• DIRECTIVE A:
In the TiVo forum thread, what did JimRI's old Panasonic TV remote have built in so it could be found?

• EXCERPT PROVIDED:
** BEGIN **

# Recommendation :Tivo guy help



## Hew (Apr 18, 2004)

Hey guys, I just lost my remote for a few minutes only to find it by the tv a few minutes later. This gave me an idea. What if the TiVo guy does more then just smile at you? Lets say you lose your remote and you are impatient in looking under all the couch cushions. Well instead of getting aggrevated what if you could push a button on the tivo box and have the TiVo guy point it out to you, maybe by using his antennae, so at least you know the general direction. I'm not a technical person so I don't know if this would work or not. 

Is it possible? 

I would think it would kind of work like a radar, where it bounces a few IR beams around the room until it gets a reflection, and then it points it out to you.

Generally, don't you guys think the TiVo guy should do more then just smile at you. For example, what if it sees through the local forecast that a thunderstorm is coming, and to let you know it takes out an umbrella just to give you a heads up. Or if there's more traffic in the area then usual what if it does something like start acting like its in a rush for some reason. If I'm not the first person that has recommended this, sorry.

PS. If you tivo techs take this idea and make it into reality can you please let me know so I could smack my head that I didn't try patenting this first. : P


----------



## JimRI (Jan 29, 2008)

My old Panasonic tv would locate the remote when you pushed the on/off button on the tv itself. The remote had a small speaker in it and would beep until you found it...just like the page button on a cordless phone. I could definitely use that feature every now and then.


----------



## Hew (Apr 18, 2004)

1 more thing...

** END **

• RECORDS TO USE:
** BEGIN **

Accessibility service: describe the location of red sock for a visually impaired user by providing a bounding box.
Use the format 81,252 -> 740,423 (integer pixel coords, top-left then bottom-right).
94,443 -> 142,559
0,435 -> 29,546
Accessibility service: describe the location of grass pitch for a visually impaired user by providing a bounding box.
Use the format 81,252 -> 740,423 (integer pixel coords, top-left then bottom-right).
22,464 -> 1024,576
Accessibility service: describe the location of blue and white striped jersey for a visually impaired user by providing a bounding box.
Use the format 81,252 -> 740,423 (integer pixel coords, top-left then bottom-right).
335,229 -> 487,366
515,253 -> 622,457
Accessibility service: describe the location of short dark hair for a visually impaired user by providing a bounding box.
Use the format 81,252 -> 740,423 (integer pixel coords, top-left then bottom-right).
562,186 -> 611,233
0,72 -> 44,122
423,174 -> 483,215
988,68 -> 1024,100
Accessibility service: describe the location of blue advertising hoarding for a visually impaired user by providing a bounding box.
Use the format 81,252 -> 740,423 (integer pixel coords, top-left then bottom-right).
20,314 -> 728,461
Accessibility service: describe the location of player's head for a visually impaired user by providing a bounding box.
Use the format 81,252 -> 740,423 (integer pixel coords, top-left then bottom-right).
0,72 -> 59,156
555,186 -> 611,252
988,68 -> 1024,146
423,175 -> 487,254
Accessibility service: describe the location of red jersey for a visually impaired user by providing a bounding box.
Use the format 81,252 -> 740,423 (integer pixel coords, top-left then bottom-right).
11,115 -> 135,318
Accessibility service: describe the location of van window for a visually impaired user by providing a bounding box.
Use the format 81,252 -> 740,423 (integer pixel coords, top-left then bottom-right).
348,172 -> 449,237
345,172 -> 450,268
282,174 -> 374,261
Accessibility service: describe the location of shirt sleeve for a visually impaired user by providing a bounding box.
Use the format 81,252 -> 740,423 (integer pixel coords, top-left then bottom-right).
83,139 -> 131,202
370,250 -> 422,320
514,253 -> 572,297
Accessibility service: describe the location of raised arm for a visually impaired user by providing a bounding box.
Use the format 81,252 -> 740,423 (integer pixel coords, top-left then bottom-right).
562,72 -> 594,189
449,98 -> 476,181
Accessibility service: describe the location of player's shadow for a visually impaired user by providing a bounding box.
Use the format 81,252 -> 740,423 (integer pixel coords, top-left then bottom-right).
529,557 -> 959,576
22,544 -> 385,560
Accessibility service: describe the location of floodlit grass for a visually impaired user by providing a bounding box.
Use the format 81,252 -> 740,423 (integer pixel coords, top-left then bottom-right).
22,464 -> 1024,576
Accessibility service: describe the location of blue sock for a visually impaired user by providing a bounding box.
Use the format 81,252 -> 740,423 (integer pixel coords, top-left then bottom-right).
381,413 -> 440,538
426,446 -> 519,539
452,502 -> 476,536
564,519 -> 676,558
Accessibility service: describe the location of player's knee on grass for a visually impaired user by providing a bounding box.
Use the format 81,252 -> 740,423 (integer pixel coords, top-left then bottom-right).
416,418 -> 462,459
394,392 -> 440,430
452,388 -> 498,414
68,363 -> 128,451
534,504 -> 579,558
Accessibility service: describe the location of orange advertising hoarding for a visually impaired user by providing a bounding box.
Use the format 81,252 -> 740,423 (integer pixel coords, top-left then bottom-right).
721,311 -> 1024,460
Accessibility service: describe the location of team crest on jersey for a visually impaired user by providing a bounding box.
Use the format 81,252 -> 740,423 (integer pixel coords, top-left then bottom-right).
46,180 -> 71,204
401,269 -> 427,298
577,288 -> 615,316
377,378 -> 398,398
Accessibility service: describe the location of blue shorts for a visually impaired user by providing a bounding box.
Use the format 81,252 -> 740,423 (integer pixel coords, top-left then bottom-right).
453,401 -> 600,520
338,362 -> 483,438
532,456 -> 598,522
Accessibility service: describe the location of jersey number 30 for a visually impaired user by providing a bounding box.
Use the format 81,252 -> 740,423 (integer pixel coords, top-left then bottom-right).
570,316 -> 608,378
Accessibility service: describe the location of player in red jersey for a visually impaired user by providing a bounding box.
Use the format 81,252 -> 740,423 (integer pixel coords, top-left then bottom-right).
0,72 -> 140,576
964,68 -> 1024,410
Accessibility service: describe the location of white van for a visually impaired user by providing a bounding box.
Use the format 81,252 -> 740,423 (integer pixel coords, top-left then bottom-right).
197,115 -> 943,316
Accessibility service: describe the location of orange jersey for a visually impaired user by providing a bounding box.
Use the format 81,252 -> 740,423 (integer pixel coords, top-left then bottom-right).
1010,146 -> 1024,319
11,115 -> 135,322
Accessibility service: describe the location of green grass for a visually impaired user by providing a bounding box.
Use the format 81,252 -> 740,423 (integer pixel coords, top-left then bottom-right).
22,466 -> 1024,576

** END **

• DIRECTIVE B:
Lay out the listing, from its first line up to and including the line containing "0,435 -> 29,546", as a JSON list of strings with one string per line and blank lines omitted.

• EXPECTED ANSWER A:
A small speaker that beeped until the remote was found.

• EXPECTED ANSWER B:
[
  "Accessibility service: describe the location of red sock for a visually impaired user by providing a bounding box.",
  "Use the format 81,252 -> 740,423 (integer pixel coords, top-left then bottom-right).",
  "94,443 -> 142,559",
  "0,435 -> 29,546"
]